— Start of Items —
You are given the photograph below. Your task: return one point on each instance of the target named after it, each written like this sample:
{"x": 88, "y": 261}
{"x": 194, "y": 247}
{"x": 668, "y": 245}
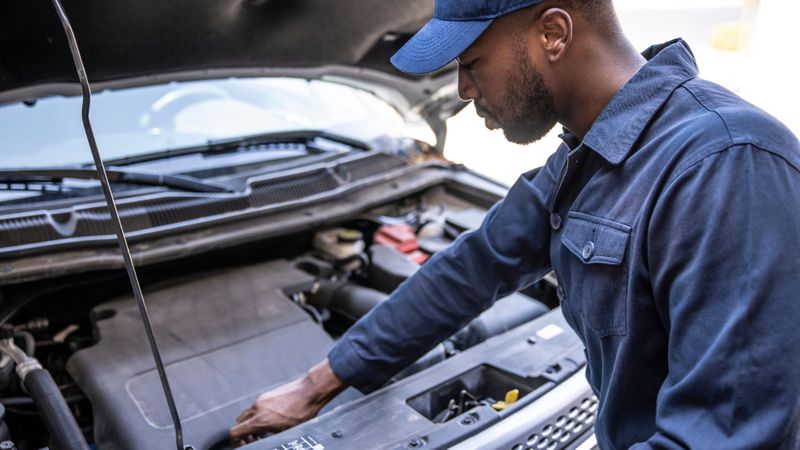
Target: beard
{"x": 529, "y": 110}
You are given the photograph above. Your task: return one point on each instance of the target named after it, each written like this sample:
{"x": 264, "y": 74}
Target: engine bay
{"x": 248, "y": 319}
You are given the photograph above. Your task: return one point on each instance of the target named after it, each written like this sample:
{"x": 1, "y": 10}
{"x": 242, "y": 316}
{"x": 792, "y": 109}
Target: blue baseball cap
{"x": 456, "y": 24}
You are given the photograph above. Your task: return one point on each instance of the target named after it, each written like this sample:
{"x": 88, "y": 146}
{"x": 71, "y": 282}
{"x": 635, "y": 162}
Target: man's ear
{"x": 555, "y": 25}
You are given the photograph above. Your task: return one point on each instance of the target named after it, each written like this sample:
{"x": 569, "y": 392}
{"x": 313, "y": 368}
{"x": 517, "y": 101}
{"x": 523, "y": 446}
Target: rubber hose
{"x": 352, "y": 300}
{"x": 55, "y": 413}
— End of Items —
> _Problem to solve_
Write out all the records above again, requests included, with every x and y coordinate in the answer points multiplied by 1.95 and rounded to a whole number, halves rounding up. Keep the sample coordinates in the requests as they are, and leave the pictures out.

> _Exercise response_
You are given the photograph below. Your task: return one point on each instance of the target named after it, each written like this sample:
{"x": 88, "y": 261}
{"x": 194, "y": 247}
{"x": 668, "y": 245}
Target: beard
{"x": 1032, "y": 215}
You are given the photograph above. Your task: return one point on each instance of the target named after it, each written like this sample:
{"x": 264, "y": 74}
Target: engine bay
{"x": 484, "y": 622}
You are given the photograph above. Your task: return one point on each instance of the target named after it, each written like this sample:
{"x": 1, "y": 10}
{"x": 242, "y": 316}
{"x": 792, "y": 109}
Target: blue baseball cap
{"x": 889, "y": 47}
You are given the photograph above. Your task: return one point on each instance of the target named after it, each written like this sample:
{"x": 88, "y": 146}
{"x": 71, "y": 282}
{"x": 635, "y": 162}
Target: man's ear
{"x": 1082, "y": 49}
You are given the photograph above. Your task: return one point on each instance of the target named after it, each written like this sample:
{"x": 569, "y": 392}
{"x": 313, "y": 368}
{"x": 517, "y": 101}
{"x": 523, "y": 446}
Target: rubber hose
{"x": 686, "y": 585}
{"x": 107, "y": 805}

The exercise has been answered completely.